### Required task A
List every boxer named in the report on Dillian Whyte's win over Jermaine Franklin.
### Required task B
Pick up the report on Dillian Whyte's win over Jermaine Franklin after its final sentence and keep it going.

### Source extract
Matchroom Boxing Photo

Dillian Whyte Wins Controversial Decision

Heavyweight Dillian Whyte survived a far tougher than expected challenge from Jermaine Franklin in a hard hitting and disputed majority decision win on Saturday in the main event of the Matchroom Boxing card on DAZN at the OVO Arena, Wembley in London.

Whyte, the prohibitive favorite against the untested Franklin, found himself in a hard fight from the start but prevailed 116-112 on two scorecards with one judge scoring the fight 115-115. Fight Freaks Unite had it 114-114.

“He was undefeated, he had a lot of beans in his belly, and he come in to give me a good fight and he did well for himself,” Whyte said. “His stock rose tonight.”

Whyte Still Has Options

While Whyte no longer appears to be the formidable contender he once was — he came into the fight having lost two of three by knockout — the victory sets him up for a seemingly likely rematch with former two-time unified heavyweight titlist Anthony Joshua, who was ringside, in the first half of 2023 as Joshua seeks to return from his second loss in a row to unified heavyweight titlist Oleksandr Usyk in August. In the fight before Joshua won his first world title, he stopped then-unbeaten Whyte in the seventh round of an all-action but one-sided bout in 2015.

Saturday’s fight also marked a successful return for Whyte from a one-sided sixth-round knockout loss to lineal and WBC champion Tyson Fury on April 23 before a record crowd of 94,000 at London’s Wembley Stadium.

### Dataset section
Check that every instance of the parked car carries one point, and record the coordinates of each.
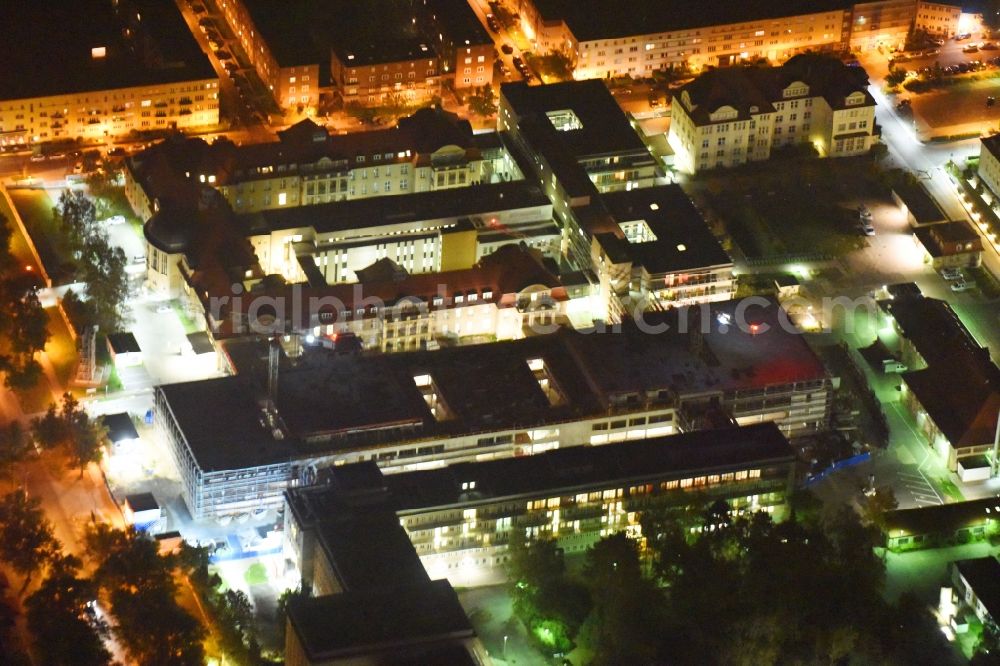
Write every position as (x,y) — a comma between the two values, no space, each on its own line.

### Task result A
Dillian Whyte, Jermaine Franklin, Anthony Joshua, Oleksandr Usyk, Tyson Fury

### Task result B
“Great heavyweight fight and well done to Jermaine Franklin,” Matchroom Boxing promoter Eddie Hearn said. “I think Dillian Whyte had to win the championship rounds to win that fight. When I got in the ring after he asked (how I had it) and I said, ‘I think it’s very close.’ He said, ‘No, I’ve won the fight easy.’ I think he needed to win (rounds) 10, 11 and 12 and he did to edge out that fight.”

The fight was often a battle of body shots as Whyte and Franklin went downstairs throughout the fight. But it was Franklin, especially in the first half of the fight, who put his punches together better than Whyte and landed stiff jabs.

Referee John Latham warned Whyte for a low blow in the fifth round but it did not deter him from a continued body attack. But they also each landed plenty of shots to the head.

Franklin Had Success Late In Fight

Franklin really let his hands go in the eighth round, landing an uppercut among his connects. He hurt Whyte with a right hand in the ninth round, after which Whyte, working with trainer Buddy McGirt for the first time, seemed to have much more urgency.

Whyte (29-3, 19 KOs), 35, picked up the pace and had a big 10th round. He had Franklin on the ropes late in the round and landed a hard right hand at the bell.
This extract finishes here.